## Problem statement
From the line containing "Target: scarf" to the final line of the entries, every line is to be reproduced exactly; no other line belongs in the output.
Start of Given records
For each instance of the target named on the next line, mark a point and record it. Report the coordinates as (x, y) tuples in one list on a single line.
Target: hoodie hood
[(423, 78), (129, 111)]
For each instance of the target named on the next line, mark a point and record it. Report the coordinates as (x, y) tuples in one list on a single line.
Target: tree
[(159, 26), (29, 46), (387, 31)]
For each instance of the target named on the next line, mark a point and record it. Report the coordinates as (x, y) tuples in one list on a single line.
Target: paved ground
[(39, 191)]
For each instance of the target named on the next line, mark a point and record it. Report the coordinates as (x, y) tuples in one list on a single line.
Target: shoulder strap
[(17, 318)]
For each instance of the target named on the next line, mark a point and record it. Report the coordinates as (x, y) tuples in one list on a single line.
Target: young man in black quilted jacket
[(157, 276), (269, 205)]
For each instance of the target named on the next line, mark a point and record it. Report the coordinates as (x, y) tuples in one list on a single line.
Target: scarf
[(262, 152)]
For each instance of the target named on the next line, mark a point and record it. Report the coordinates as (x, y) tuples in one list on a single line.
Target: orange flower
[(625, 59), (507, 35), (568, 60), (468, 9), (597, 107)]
End of Given records
## Finished task
Target: scarf
[(262, 152)]
For each instance of the target named on the next line, mark a point and record it. Report the coordinates as (x, y) tuples in one list on a single line.
Target: orange flower
[(625, 59), (507, 35), (568, 60), (468, 9), (597, 107)]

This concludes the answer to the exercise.